Power News We love to talk!

APR 20 2017

'Amendments to Mega Power Policy 2009 gives breather to banks'

  • Economic Times, ET Bureau / Hyderabad
  • Created: Thu 20th APR 2017

The extension by five years for complying with the Mega Power Policy 2009 norms will reduce contingent liabilities and free up banking limits to 25 mega power projects, thus granting them a fresh lease of life, says a report.

According to a report by India Ratings and Research (Ind-Ra), this move will also in turn free up banks' potential exposure to the power sector by around 3.50 per cent or Rs 4,000 crore, providing them additional headroom to lend to the power sector.

"This is applicable to 25 mega power projects of around 32,330 MW of coal and gas based power plants which have provisional certificates, but are awaiting the final mega power status," it said.

Ind-Ra said these projects would have needed additional debt or the sponsors may have had to inject additional equity to settle the bank guarantee obligations, which would have devolved in the absence of an extension in timeline as per Mega Power Policy.

"While the extension is likely to provide some comfort in terms of lower finance costs, the lack of long term Power Purchase Agreements (PPA) may prohibit these plants from availing the full benefits under the policy," it said.

The Cabinet Committee on Economic Affairs has extended the timeline available for furnishing the final mega certificates (from the date of receiving provisional mega certificates) to 120 months from the earlier 60 months from the date of import to avail all the benefits under the policy.
────────────────────────────────────────
> [Task requirements]:
A. According to the Mega Power Policy article, why might the 25 projects have needed additional debt or fresh sponsor equity if the timeline had not been extended?
B. Pick up the Mega Power Policy article after its last sentence and continue it.
The records have no connection to the news article on the Mega Power Policy.

> [Entries provided]:
────────────────────────────────────────
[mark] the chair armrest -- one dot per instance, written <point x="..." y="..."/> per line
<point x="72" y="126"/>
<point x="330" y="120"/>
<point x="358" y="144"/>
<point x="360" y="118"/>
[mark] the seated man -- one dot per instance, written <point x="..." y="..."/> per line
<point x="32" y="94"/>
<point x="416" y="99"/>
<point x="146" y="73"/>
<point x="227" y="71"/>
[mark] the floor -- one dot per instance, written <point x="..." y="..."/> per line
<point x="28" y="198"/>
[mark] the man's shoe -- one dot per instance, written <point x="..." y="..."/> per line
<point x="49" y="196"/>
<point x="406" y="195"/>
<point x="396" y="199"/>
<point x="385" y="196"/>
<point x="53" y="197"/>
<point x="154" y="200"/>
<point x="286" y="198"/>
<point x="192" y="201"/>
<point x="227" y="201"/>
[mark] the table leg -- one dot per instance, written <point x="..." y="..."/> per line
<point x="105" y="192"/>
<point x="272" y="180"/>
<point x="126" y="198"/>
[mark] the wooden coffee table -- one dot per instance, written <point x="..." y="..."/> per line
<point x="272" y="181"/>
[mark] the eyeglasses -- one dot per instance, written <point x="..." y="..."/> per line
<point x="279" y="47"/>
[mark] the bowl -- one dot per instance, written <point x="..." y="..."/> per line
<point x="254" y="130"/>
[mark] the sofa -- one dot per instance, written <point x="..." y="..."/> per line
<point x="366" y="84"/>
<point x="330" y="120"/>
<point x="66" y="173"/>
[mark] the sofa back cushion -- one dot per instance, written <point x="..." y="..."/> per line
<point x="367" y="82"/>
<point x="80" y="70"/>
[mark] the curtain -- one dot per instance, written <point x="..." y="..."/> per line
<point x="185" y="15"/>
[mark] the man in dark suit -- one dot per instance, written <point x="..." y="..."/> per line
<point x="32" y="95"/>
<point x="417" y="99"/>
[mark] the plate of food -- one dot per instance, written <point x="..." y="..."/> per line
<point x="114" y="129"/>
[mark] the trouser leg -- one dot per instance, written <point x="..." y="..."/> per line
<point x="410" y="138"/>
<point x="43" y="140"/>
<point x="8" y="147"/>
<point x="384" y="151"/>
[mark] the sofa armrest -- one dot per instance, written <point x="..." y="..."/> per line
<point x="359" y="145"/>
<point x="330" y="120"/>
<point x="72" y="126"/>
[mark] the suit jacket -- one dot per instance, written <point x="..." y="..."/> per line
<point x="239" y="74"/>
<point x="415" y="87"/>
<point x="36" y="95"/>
────────────────────────────────────────
> [Results in order]:
A. Without an extension of the timeline under the Mega Power Policy, the projects' bank guarantee obligations would have devolved. Settling those obligations would have required additional debt or an equity injection from the sponsors.

B.
Also, tax concession under the amended policy will be in the proportion of the long term PPA tied up, instead of requiring 85 per cent or more long-term tie up.

The proceeds out of the release of bank guarantees, submitted by the generators till the final mega status is received, have to necessarily be utilised towards reduction in project debt by the developer.

It pointed out that most states have become averse to buying power on a long-term basis, since short-term tariffs are more economical.

Ind-Ra expects long-term PPAs to be scarce, given the weak industry demand.

"Extension of the timeline to tie-up long term PPAs in the current challenging market is a breather for all the power plants which have a provisional mega power status but are awaiting the final conformation," Ind-Ra said.

It, however, noted that clarity is still awaited in operationalising the policy, including aspects of reimbursements for taxes paid, treatment of PPAs signed with home states for selling 35 per cent of the power, which are not operationalised, among other details.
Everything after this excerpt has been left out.